==== DATA SUPPLIED ====

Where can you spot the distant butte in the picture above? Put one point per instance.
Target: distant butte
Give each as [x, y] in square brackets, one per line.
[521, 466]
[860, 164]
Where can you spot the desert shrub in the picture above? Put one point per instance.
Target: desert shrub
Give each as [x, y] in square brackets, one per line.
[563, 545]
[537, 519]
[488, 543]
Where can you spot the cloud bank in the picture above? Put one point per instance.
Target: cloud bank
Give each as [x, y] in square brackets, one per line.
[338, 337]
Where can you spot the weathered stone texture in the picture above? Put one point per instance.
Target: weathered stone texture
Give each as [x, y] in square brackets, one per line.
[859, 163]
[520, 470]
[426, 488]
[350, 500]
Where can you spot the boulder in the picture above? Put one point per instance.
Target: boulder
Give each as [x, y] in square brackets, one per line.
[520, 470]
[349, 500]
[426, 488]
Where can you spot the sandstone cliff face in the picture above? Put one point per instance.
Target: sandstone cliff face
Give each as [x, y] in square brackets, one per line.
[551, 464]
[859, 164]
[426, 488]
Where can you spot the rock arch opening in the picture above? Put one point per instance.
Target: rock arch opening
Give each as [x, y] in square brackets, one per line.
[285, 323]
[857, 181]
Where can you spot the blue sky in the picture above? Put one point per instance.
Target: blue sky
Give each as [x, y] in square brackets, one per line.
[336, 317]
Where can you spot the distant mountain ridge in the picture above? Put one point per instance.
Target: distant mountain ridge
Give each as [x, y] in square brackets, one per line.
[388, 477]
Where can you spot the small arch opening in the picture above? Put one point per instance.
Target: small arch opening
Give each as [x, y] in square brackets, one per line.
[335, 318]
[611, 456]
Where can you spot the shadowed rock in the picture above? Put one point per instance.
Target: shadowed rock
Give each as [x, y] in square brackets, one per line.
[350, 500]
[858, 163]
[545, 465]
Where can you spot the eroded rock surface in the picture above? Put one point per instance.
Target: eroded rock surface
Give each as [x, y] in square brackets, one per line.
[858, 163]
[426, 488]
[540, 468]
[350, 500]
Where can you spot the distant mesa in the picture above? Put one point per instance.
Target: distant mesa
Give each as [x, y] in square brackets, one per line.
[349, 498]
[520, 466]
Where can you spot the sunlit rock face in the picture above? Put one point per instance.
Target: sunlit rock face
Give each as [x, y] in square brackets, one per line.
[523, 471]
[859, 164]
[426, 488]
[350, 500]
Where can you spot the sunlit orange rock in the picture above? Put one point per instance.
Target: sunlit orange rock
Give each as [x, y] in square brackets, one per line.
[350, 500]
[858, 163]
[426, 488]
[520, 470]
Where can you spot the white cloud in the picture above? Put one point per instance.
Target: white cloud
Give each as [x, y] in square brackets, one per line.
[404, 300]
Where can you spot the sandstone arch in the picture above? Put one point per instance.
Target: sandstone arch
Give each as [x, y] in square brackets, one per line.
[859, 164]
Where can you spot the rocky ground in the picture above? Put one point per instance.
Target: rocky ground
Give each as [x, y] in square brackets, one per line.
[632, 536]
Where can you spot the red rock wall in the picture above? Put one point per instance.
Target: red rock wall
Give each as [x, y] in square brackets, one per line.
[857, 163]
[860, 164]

====

• [YOUR GOAL]: Transcribe every entry, keeping each line exactly as it reads.

• [RESULT BELOW]:
Where can you spot the distant butte in the picture above? Put one point per instance.
Target: distant butte
Give each as [x, y] in square brackets, one per line.
[521, 466]
[860, 164]
Where can you spot the desert shrub in the picture above? Put one point per instance.
Target: desert shrub
Give each as [x, y] in square brackets, one per line.
[563, 545]
[537, 519]
[488, 543]
Where can you spot the cloud bank in the picture above? Put one point per instance.
Target: cloud bank
Give each as [x, y] in square brackets, one per line.
[338, 337]
Where can you spot the weathered stone texture in the picture above? Put one point per instance.
Target: weathered stone texture
Give each as [x, y] in square brackets, one per line.
[859, 163]
[520, 470]
[426, 488]
[350, 500]
Where can you spot the boulder in the picture above? Put one point per instance.
Target: boulder
Give each as [x, y] in square brackets, one per line.
[520, 470]
[349, 500]
[426, 488]
Where can you spot the sandstone cliff face in the picture above? Put one point per instance.
Target: sandstone cliff face
Give each as [x, y] in square brackets, one per line.
[551, 464]
[859, 164]
[426, 488]
Where can you spot the rock arch opening in the picture above? Put one point per instance.
Target: rock arch opening
Give each as [x, y] in square brackets, one per line.
[285, 323]
[857, 181]
Where can you spot the blue sky in the picture above? Put one point per instance.
Target: blue sky
Give each as [x, y] in square brackets, one per line.
[336, 317]
Where can you spot the distant mountain ridge in the picture above? Put one point per instance.
Target: distant mountain ridge
Give each as [x, y] in square brackets, one per line.
[388, 477]
Where can you spot the small arch opening in the picture above? Put one point per instance.
Target: small arch opening
Give each as [x, y] in square brackets, one per line.
[335, 318]
[611, 456]
Where can you spot the shadowed rock in the picture above? Put one point per instance.
Target: shadowed rock
Give each as [x, y] in square brackets, one per line.
[350, 500]
[858, 163]
[545, 465]
Where can you spot the eroded rock surface in the picture above? Put one point per instance.
Target: eroded rock surface
Give each as [x, y] in square brackets, one per line.
[858, 163]
[426, 488]
[540, 468]
[350, 500]
Where can you spot the distant mesa in the picture above? Put one point per instance.
Target: distant mesa
Give each as [x, y] in square brackets, one per line.
[349, 498]
[520, 466]
Where can you spot the sunlit rock face in the picture above? Put one point per instance.
Target: sunlit rock face
Give each as [x, y] in square brackets, one per line.
[523, 471]
[859, 164]
[426, 488]
[350, 500]
Where can you spot the sunlit orange rock in the picture above? Put one point per instance.
Target: sunlit orange rock
Give each as [x, y] in square brackets, one per line.
[350, 500]
[858, 163]
[426, 488]
[520, 470]
Where can you spot the white cloud in the picture above? Put one point per instance.
Target: white cloud
Give each as [x, y] in square brackets, one per line.
[404, 300]
Where can you spot the sandstone arch in the picture above? Put one point per instance.
Target: sandstone arch
Give each as [x, y] in square brackets, one per line.
[859, 164]
Where can you spot the rocky ground in the picture above? Put one point per instance.
Target: rocky ground
Give each as [x, y] in square brackets, one per line.
[632, 536]
Where can you spot the red rock wall in the picture above? Put one point per instance.
Target: red rock wall
Give each as [x, y] in square brackets, one per line.
[857, 163]
[860, 164]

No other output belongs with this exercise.